> _Requirement_
Write the records out again, precisely as they stand.

> _Records from a data collection_

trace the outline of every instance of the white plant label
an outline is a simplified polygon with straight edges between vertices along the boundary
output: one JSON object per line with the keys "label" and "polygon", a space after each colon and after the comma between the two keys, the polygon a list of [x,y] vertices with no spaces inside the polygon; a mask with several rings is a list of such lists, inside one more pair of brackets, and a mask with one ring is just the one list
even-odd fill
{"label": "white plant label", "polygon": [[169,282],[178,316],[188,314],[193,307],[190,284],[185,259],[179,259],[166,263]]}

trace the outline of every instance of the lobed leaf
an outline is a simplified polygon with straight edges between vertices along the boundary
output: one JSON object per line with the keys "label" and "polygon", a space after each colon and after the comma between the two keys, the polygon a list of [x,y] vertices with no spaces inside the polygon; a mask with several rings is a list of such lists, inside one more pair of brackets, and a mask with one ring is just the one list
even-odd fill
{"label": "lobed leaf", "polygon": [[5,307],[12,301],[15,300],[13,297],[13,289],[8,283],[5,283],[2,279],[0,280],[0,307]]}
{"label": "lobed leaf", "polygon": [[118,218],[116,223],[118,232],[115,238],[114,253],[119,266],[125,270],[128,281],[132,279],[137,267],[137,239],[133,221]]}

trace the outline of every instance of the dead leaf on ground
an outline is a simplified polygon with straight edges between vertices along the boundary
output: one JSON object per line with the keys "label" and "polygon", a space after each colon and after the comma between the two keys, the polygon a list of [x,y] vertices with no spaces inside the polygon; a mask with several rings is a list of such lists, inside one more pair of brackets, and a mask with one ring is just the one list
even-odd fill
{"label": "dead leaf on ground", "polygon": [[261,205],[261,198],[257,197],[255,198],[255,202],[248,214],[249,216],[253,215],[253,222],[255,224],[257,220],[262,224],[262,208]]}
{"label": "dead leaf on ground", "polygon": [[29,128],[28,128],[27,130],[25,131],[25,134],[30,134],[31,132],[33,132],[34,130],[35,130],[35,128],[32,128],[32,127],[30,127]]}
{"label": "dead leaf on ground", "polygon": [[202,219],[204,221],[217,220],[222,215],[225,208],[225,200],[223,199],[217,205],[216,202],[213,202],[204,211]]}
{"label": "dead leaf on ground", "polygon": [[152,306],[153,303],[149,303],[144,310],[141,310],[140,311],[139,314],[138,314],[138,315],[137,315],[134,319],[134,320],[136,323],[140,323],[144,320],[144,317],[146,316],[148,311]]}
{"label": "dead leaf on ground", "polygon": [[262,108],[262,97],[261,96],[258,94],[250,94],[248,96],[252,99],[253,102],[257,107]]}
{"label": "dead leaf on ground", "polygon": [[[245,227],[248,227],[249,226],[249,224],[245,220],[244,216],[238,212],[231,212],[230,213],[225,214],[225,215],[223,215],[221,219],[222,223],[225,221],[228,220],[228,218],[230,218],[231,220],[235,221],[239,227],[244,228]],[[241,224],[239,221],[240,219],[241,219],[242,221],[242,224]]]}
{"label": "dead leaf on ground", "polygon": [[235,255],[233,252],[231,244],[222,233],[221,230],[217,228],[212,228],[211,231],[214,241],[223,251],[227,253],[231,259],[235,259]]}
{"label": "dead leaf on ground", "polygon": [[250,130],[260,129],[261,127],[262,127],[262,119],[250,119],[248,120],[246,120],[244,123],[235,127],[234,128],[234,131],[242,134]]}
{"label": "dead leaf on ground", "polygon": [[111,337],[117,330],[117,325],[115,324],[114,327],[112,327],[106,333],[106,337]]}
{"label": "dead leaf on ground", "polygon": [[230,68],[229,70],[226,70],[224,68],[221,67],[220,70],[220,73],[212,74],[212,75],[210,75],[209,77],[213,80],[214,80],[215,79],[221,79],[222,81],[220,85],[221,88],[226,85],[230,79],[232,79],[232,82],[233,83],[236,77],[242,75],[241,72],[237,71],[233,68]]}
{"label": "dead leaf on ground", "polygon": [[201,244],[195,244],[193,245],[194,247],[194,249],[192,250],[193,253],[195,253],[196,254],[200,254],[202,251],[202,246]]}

> _Solution to this task_
trace the outline of every instance of the white plant label
an outline is a simplified polygon with straight edges between vertices along the boundary
output: one JSON object per line with the keys "label" and "polygon", a space after each colon and after the comma between the two keys, the polygon a list of [x,y] vertices with no spaces inside the polygon; a mask with several rings is a list of such lists, inside one more pair of brackets, and a mask with one ring is just the one list
even-odd fill
{"label": "white plant label", "polygon": [[169,282],[178,316],[188,314],[193,307],[190,284],[185,259],[179,259],[166,263]]}

trace the outline of every instance of the lobed leaf
an outline is a simplified polygon with straight edges between vertices along the boundary
output: one JSON object per line with the keys "label" and "polygon", a space after each colon and after the comma between the two keys, the polygon a list of [x,y] vertices with no spaces inside the polygon; a mask with several rings is a list of such lists, inside one more pair of brackets, and a mask with one ring is just the one list
even-odd fill
{"label": "lobed leaf", "polygon": [[5,307],[12,301],[15,300],[13,297],[13,289],[8,283],[5,283],[2,279],[0,280],[0,307]]}
{"label": "lobed leaf", "polygon": [[118,218],[116,223],[118,232],[115,238],[114,253],[119,266],[125,270],[128,281],[132,279],[137,267],[137,239],[133,221]]}

trace the outline of every instance of the dead leaf on ground
an outline is a simplified polygon with straight edges between vertices along the boundary
output: one JSON object per line with the keys "label" and "polygon", a space after each colon and after the comma between the two keys, the polygon a list of [x,y] vertices with no spaces inside the polygon; a mask with several rings is a list of such lists, inside one more pair of brackets, and a mask with one ring is just the one list
even-odd fill
{"label": "dead leaf on ground", "polygon": [[261,205],[261,198],[257,197],[255,198],[255,202],[248,214],[249,216],[253,215],[253,222],[255,224],[257,220],[262,224],[262,208]]}
{"label": "dead leaf on ground", "polygon": [[29,128],[28,128],[27,130],[25,131],[25,134],[30,134],[31,132],[33,132],[34,130],[35,130],[35,128],[32,128],[32,127],[30,127]]}
{"label": "dead leaf on ground", "polygon": [[202,219],[204,221],[217,220],[222,215],[225,208],[225,200],[223,199],[217,205],[216,202],[213,202],[204,211]]}
{"label": "dead leaf on ground", "polygon": [[152,306],[153,303],[149,303],[144,310],[141,310],[140,311],[139,314],[138,314],[138,315],[137,315],[134,319],[134,320],[136,323],[140,323],[144,320],[144,317],[146,316],[148,311]]}
{"label": "dead leaf on ground", "polygon": [[262,108],[262,97],[261,96],[258,94],[250,94],[248,96],[252,99],[253,102],[257,107]]}
{"label": "dead leaf on ground", "polygon": [[[245,227],[248,227],[249,226],[249,224],[245,220],[244,216],[238,212],[231,212],[230,213],[225,214],[225,215],[223,215],[221,219],[222,223],[225,221],[228,220],[228,218],[230,218],[231,220],[235,221],[239,227],[244,228]],[[241,224],[239,221],[240,219],[241,219],[242,221],[242,224]]]}
{"label": "dead leaf on ground", "polygon": [[235,255],[233,252],[231,244],[222,233],[221,230],[217,228],[212,228],[211,231],[214,241],[223,251],[227,253],[231,259],[235,259]]}
{"label": "dead leaf on ground", "polygon": [[250,130],[260,129],[261,127],[262,127],[262,119],[250,119],[248,120],[246,120],[244,123],[235,127],[234,128],[234,131],[242,134]]}
{"label": "dead leaf on ground", "polygon": [[111,337],[117,330],[117,325],[115,324],[114,327],[112,327],[106,333],[106,337]]}
{"label": "dead leaf on ground", "polygon": [[230,68],[229,70],[226,70],[224,68],[221,67],[220,70],[220,73],[212,74],[212,75],[210,75],[209,77],[213,80],[214,80],[215,79],[221,79],[222,81],[220,85],[221,88],[226,85],[230,79],[232,79],[232,82],[233,83],[236,77],[242,75],[241,72],[237,71],[233,68]]}
{"label": "dead leaf on ground", "polygon": [[201,244],[195,244],[193,245],[194,247],[194,249],[192,250],[193,253],[195,253],[196,254],[200,254],[202,251],[202,246]]}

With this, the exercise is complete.